• **WHAT THE EXERCISE ASKS**: Reproduce each of the records below word for word, keeping every line as it stands.

• **SOURCE DATA**:
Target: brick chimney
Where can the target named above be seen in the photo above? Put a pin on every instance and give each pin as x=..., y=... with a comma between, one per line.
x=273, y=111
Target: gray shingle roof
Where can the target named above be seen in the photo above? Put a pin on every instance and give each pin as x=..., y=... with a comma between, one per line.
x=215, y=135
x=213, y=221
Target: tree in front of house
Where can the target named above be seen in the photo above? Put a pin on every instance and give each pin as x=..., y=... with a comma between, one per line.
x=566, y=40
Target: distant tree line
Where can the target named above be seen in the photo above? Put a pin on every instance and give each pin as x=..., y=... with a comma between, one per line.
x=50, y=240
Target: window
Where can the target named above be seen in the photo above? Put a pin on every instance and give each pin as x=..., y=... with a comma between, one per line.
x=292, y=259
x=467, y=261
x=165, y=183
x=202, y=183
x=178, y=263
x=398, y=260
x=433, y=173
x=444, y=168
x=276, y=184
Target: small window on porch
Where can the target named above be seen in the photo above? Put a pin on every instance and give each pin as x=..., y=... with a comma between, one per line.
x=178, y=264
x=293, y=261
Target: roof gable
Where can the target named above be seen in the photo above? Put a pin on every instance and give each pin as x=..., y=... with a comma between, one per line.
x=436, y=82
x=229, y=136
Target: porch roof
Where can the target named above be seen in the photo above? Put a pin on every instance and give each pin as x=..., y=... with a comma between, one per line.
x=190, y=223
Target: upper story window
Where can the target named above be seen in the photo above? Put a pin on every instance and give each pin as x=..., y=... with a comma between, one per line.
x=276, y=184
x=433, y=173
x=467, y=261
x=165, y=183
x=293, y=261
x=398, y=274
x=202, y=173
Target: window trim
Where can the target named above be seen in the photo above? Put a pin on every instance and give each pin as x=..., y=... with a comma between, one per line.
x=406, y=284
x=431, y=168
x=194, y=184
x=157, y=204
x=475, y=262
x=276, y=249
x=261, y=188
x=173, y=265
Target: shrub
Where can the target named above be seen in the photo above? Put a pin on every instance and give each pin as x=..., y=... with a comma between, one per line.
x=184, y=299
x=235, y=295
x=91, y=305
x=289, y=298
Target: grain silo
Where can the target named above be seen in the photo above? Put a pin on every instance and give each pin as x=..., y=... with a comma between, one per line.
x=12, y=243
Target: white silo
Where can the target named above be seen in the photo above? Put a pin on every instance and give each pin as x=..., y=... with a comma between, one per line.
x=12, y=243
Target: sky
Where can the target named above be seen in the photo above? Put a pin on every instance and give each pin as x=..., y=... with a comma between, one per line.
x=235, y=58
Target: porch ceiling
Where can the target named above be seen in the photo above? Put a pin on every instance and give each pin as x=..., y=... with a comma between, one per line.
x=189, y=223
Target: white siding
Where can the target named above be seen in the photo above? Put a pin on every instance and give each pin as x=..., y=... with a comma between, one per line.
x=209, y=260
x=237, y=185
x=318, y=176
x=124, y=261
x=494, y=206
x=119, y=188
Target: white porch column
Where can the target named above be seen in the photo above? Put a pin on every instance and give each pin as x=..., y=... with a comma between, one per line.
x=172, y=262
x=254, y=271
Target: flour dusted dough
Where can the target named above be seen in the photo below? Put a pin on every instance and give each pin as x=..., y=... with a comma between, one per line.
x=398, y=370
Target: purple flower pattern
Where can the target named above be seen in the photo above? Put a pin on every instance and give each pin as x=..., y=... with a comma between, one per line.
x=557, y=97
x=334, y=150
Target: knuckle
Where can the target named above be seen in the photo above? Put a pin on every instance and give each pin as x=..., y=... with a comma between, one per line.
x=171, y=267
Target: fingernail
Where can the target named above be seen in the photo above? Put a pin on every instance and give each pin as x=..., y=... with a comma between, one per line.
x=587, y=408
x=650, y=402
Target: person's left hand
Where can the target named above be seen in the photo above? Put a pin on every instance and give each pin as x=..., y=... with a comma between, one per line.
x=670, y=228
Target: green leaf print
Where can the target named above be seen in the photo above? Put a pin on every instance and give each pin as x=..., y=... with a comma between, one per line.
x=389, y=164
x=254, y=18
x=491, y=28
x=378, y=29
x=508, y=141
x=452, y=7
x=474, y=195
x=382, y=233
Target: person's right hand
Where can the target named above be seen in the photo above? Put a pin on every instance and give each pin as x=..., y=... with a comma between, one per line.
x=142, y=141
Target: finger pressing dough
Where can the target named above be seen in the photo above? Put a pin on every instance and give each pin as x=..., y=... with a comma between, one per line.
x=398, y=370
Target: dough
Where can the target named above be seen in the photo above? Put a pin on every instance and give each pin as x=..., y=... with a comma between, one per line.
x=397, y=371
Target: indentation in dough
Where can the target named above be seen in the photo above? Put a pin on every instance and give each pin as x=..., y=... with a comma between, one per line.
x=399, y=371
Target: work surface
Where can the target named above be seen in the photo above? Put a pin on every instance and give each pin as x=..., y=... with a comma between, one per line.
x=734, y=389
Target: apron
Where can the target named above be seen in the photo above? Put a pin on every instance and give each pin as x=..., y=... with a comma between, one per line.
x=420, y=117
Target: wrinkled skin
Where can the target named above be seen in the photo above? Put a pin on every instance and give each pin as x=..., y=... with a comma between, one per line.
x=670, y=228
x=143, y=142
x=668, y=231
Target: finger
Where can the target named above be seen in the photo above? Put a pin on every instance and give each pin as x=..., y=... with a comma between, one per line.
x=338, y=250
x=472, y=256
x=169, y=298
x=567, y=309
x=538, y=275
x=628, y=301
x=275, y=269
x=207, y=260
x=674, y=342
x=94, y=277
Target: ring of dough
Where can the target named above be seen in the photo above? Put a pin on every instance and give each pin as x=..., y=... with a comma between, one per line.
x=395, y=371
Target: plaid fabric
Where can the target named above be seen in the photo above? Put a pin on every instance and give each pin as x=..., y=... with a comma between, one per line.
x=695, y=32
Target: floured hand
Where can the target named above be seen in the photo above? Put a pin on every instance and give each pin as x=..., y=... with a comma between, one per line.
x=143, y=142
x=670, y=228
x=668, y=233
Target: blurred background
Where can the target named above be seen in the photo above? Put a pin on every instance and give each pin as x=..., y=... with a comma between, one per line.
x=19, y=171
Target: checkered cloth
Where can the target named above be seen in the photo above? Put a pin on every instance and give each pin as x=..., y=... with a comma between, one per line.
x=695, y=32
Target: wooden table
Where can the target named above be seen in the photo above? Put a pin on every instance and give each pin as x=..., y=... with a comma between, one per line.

• **IN RESPONSE**:
Target: brick chimney
Where can the target named above be seen in the photo above? Put a pin on every instance and give each pin as x=..., y=... with a comma between, one per line.
x=273, y=111
Target: gray shingle roof
Where can the target named above be seen in the photo above? Put a pin on every instance and give each pin as x=..., y=... with a comma between, one per line.
x=215, y=135
x=213, y=221
Target: tree in front of house
Where can the target named above be seen in the photo above? Put a pin on every instance and give each pin as x=..., y=... with a comma between, one per line.
x=566, y=40
Target: distant tree line
Where can the target named above be seen in the photo above? Put a pin on every instance and give each pin as x=..., y=... with a comma between, one per line.
x=50, y=240
Target: window
Where can the target named above be seen in the photo above? Put a pin on every instance and give each pin as x=..., y=... with a comma between, one per line.
x=292, y=259
x=467, y=261
x=165, y=183
x=202, y=183
x=178, y=263
x=398, y=260
x=433, y=173
x=444, y=168
x=276, y=184
Target: small window on porch
Where can the target named above be seen in the photo above? Put a pin on every instance and give each pin as x=..., y=... with a comma between, one per line.
x=178, y=264
x=293, y=261
Target: roof gable
Where can the target named above be seen in the photo above? Put a pin on every instance and give each pin as x=..., y=... with a comma between, one per line.
x=436, y=82
x=229, y=136
Target: porch roof
Where can the target named above be seen in the photo above? Put a pin on every instance and give each pin as x=..., y=... with a comma between, one per line.
x=190, y=223
Target: upper story window
Where can the target named above be seen in the photo above? Put a pin on every instance and give each pin as x=..., y=... with a comma between, one per line.
x=276, y=184
x=433, y=173
x=467, y=261
x=165, y=183
x=293, y=261
x=398, y=274
x=202, y=173
Target: window trim
Where can the target named above be seen in the photo above? Put a pin on every instance and give each pin as x=..., y=... with a comma between, one per line.
x=406, y=284
x=431, y=168
x=194, y=184
x=157, y=204
x=475, y=262
x=276, y=249
x=261, y=188
x=173, y=265
Target: shrub
Where can the target named above be seen in the photo above? Put a pin on every instance and give each pin as x=..., y=... with a comma between, one per line.
x=184, y=299
x=235, y=295
x=91, y=305
x=289, y=298
Target: grain silo
Where can the target named above be seen in the photo above? Put a pin on every instance and give each pin as x=..., y=... with a comma between, one per line.
x=12, y=243
Target: white silo
Where can the target named above be seen in the photo above? Put a pin on every instance and give each pin as x=..., y=... with a comma between, one per line.
x=12, y=243
Target: sky
Where can the target named above be seen in the photo above? Put a pin on every instance and give each pin as x=..., y=... with a comma between, one per line.
x=235, y=58
Target: porch ceiling
Where can the target named above be seen in the photo above? Put a pin on every instance and give each pin as x=..., y=... with a comma between, one per line.
x=189, y=223
Target: white siding
Where can the target named above be seen in the photo above? Put a pin on every instance and give each pin as x=..., y=... with a comma between, one per line.
x=209, y=260
x=237, y=185
x=318, y=176
x=124, y=261
x=494, y=206
x=119, y=188
Target: white porch column
Where can the target named above be seen in the photo above? Put a pin on every instance and give each pin as x=..., y=... with a comma between, one per line.
x=172, y=262
x=254, y=271
Target: flour dusted dough
Where can the target named above be seen in the photo below? Put a pin on every instance and give each pin as x=..., y=... with a comma between, one per line.
x=398, y=370
Target: purple flower pattern
Where can the target named above be seen in the photo above? Put a pin on every instance and give each pin as x=..., y=... with a comma between, one per line.
x=557, y=97
x=334, y=150
Target: knuckle
Where can the target named above be seen in the photo above? Put a pin on every instance and give each pin as x=..., y=... with a comma between, one per line.
x=171, y=267
Target: fingernail
Where can the target named above be seen in the photo above? Put a pin on every instance and give each pin as x=..., y=... with a comma between, one per line.
x=587, y=408
x=650, y=402
Target: person's left hand
Where can the target named above be seen in the photo above? Put a pin on every instance and give each pin as x=..., y=... with a comma between, one per line.
x=670, y=228
Target: green leaf print
Where can the target named above be seen in the photo above? Put a pin on every instance and give each pin as x=..., y=... with a comma between, one per line.
x=389, y=164
x=254, y=18
x=491, y=28
x=378, y=29
x=508, y=141
x=452, y=7
x=474, y=195
x=382, y=233
Target: person's right hand
Where can the target named above be seen in the photo above? Put a pin on every instance and give each pin as x=..., y=... with a comma between, one per line.
x=142, y=141
Target: finger pressing dough
Where can the target named above be seen in the photo above? Put a pin on every instance and give each pin as x=..., y=... with a comma between, one per line.
x=398, y=370
Target: dough
Where can the target named above be seen in the photo above? Put a pin on every instance and give each pin as x=..., y=... with a comma between, one per line.
x=397, y=371
Target: indentation in dough
Where can the target named above be seen in the photo above? Put a pin on every instance and give each pin as x=..., y=... with a comma between, one per line.
x=399, y=371
Target: work surface
Where can the target named above be seen in the photo above? Put a pin on every instance and give each pin as x=..., y=... with a comma between, one per line.
x=734, y=389
Target: apron
Where can the target named above be seen in the photo above? Put a pin on every instance and give each pin as x=..., y=... with a comma between, one per line.
x=420, y=117
Target: wrinkled skin
Where can the target named above be seen in the photo above? Put a pin on every instance and give each pin as x=..., y=... with a comma between, one per line.
x=670, y=228
x=143, y=142
x=668, y=231
Target: finger
Where can the target named above be seen in the photo above? Put a pin on every instance and give each pin as x=..., y=... with a comma between, one per line.
x=338, y=250
x=472, y=256
x=169, y=298
x=567, y=309
x=538, y=275
x=628, y=301
x=275, y=269
x=207, y=260
x=674, y=342
x=94, y=277
Target: ring of dough
Where can the target named above be seen in the photo above? Put a pin on every instance and give each pin as x=..., y=... with a comma between, one per line.
x=395, y=371
Target: plaid fabric
Where can the target named above be seen in the photo above? Put a pin on every instance and give each pin as x=..., y=... with a comma between, one per line.
x=695, y=32
Target: floured hand
Where can the target named above be seen in the photo above? Put a pin on every instance and give each pin as x=..., y=... with a comma between, one per line.
x=143, y=142
x=670, y=228
x=668, y=233
Target: blurred background
Where can the target named above be seen in the photo above? Put a pin on every instance and give each pin as x=..., y=... with a comma between, one per line.
x=19, y=171
Target: checkered cloth
Where can the target named above be seen in the photo above? Put a pin on every instance and give each pin as x=..., y=... with a comma between, one per line.
x=695, y=32
Target: wooden table
Where can the target named above be seen in the photo above? Put a pin on every instance and give each pin as x=..., y=... with a comma between, one per line.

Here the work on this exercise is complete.